**Metin Parçası:**
══════════════════════════════

Esmeralda suçlandığında ise yeniden ortaya çıkar. Esmeralda asılırsa Phoebus kendisine geri dönecektir. Bunun için elinden geleni yapar.
Esmeralda tutuklanır, ölüm cezasına çarptırılır. Quasimodo, Esmeralda'nın asılmaması için, velinimeti olan Papaz Frollo'ya yalvarır. Frollo, bir kez daha Esmeralda üzerinde şansını dener; aşkına karşılık verirse ve onunla birlikte olursa hayatını bağışlatacağını söyler. Esmeralda, bu teklifi reddeder. Frollo da Esmeralda'yı öldürtür…
Çılgına dönen Quasimodo, kilisenin merdivenlerinden Papaz'ı iter, Frollo da ölür.
Yıllar sonra yapılan bir araştırmada, görevliler ölülerin atıldığı zindanda birbirine kenetlenmiş iki ceset bulurlar. Bunlardan Quasimodo'nun giydiği kıyafet olan çürümüş bez parçası diğerinden, Esmeralda'nınkinden ayrıldığında küller dökülür;
Quasimodo'nun ve Esmeralda'nın külleri…
Ya Quasimodo yaaa, hayatımda gördüğüm, bildiğim en güzel çirkinsin sen!

══════════════════════════════

**Verilen Bilgiler:**

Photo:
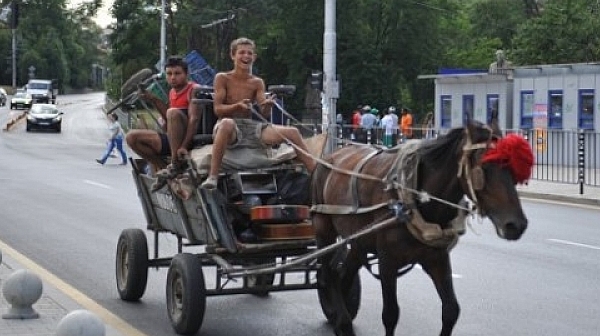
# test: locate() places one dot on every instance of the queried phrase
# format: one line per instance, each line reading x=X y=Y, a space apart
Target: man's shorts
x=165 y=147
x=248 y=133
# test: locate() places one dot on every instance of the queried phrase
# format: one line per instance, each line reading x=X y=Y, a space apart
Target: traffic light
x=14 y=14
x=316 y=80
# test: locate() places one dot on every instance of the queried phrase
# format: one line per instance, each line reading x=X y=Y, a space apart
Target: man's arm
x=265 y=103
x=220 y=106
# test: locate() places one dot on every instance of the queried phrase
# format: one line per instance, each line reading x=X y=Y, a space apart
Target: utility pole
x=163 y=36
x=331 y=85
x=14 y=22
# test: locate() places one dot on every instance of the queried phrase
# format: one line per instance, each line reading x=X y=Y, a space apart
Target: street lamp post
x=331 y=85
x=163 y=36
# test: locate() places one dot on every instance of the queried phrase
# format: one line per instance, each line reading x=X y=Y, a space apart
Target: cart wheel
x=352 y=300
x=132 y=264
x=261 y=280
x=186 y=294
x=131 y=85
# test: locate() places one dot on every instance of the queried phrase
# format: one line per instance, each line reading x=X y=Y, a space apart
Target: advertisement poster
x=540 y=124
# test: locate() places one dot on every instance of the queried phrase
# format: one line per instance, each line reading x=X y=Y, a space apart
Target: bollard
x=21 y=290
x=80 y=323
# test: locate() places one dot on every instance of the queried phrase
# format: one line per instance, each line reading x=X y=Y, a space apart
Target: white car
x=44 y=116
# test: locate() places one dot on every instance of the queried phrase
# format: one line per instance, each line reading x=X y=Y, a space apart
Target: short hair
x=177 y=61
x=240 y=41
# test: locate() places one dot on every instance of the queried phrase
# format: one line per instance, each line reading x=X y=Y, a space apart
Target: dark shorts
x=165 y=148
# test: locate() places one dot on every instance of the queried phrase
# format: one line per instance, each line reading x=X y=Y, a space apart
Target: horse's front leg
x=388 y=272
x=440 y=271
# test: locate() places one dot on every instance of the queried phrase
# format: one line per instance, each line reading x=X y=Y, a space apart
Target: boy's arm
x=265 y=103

══════════════════════════════

**Çalışma Yönergesi:**
Quasimodo ile Esmeralda'nın hikâyesini anlatan metni, kaldığı yerden sürdürür müsünüz?

**Görevin Cevabı:**
Nasıl bir sevgidir ki seninki, Esmeralda’nın asla senin olmayacağını bildiğin halde, her şeyini karşılık beklemeden ona sunmuşsundur. Nasıl bir sevgidir ki bu, düşündüğün tek şey Esmeralda’nın mutluluğudur…
Bu hikaye, aşkın tam da tanımını yapıyor aslında. Sevmek, asla onunla olamayacağını bilsen de, için için üzülsen de mani olamamaktır kalbine. Yerle bir olmak değil yâr’la bir olmaktır hayal olsa bile. Onun mutluluğunu istemektir. ‘O’na değil bana gelsin, kimse onu incitmesin’ diyebilmektir.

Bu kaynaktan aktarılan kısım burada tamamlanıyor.